** TASK ITEM **
From the entries that follow, list every line in which the string "instance" appears.

** DATASET **
+--

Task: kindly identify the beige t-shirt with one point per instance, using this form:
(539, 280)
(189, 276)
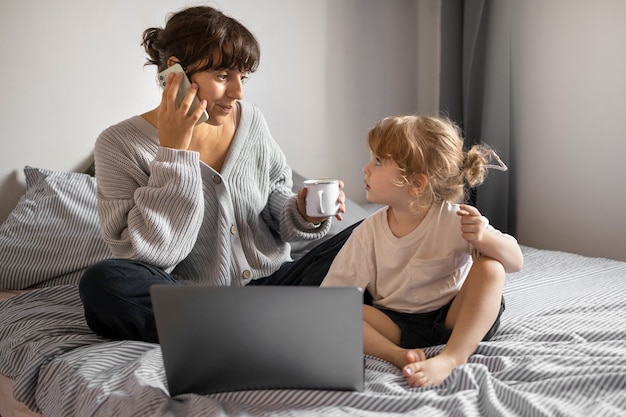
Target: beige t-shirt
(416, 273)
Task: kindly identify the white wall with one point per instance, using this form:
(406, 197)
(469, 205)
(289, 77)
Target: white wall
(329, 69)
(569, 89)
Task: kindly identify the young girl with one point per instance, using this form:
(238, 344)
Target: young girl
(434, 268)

+--

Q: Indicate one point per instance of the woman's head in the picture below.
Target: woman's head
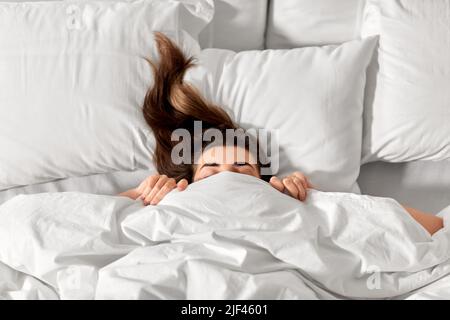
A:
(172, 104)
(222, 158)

+--

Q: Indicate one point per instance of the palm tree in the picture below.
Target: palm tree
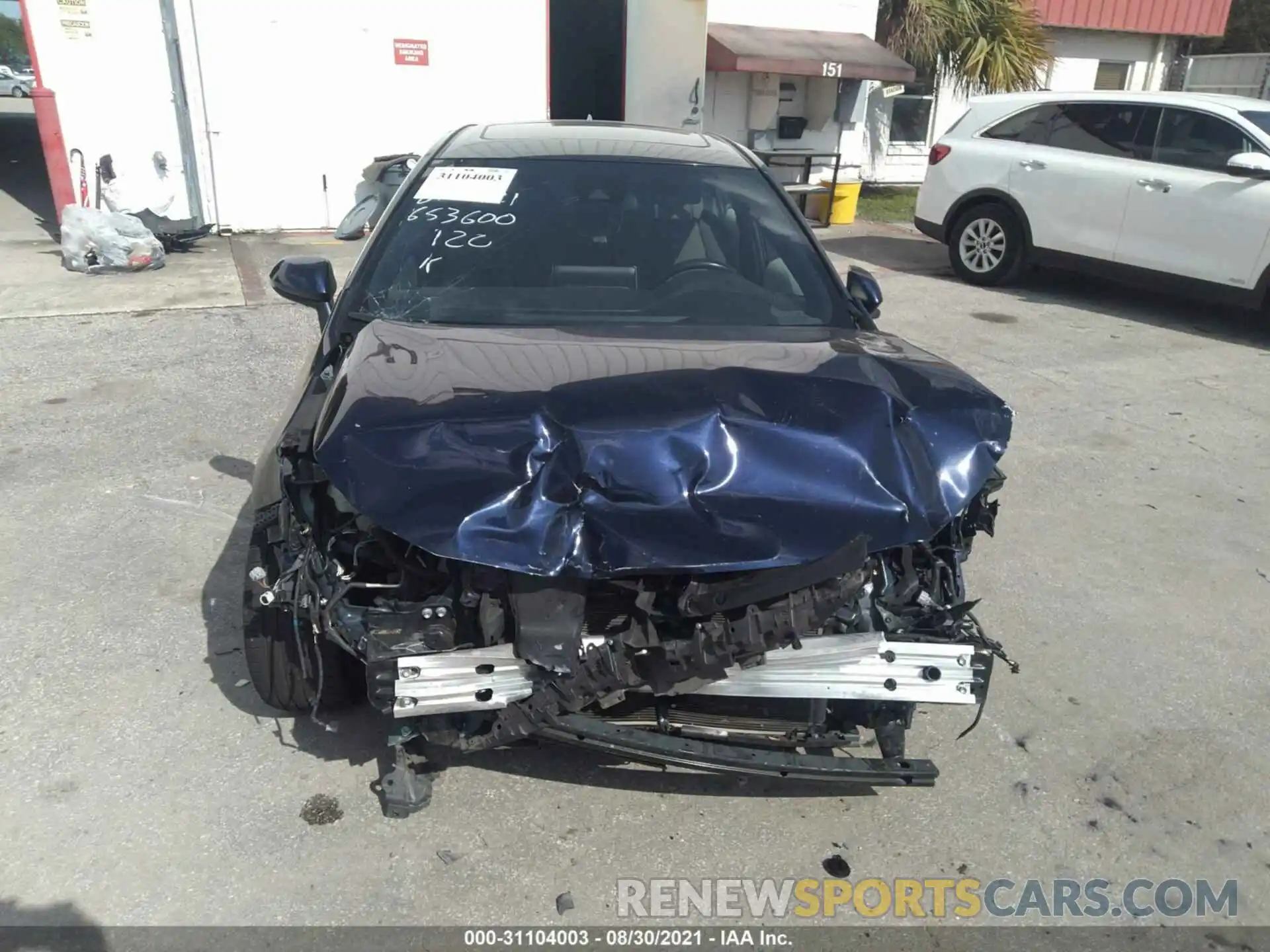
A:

+--

** EXERCISE OUTPUT **
Task: kindly identify the beige t-shirt with one point per instance, using this form:
Task: kindly identify the white wall with one point per instance, using this form:
Task: kindly identify the young girl with one point per instance, using this form:
Q: Indicate one point per instance of the woman's head in the picture below.
Q: Indicate one point per instance of the palm tree in the picture below.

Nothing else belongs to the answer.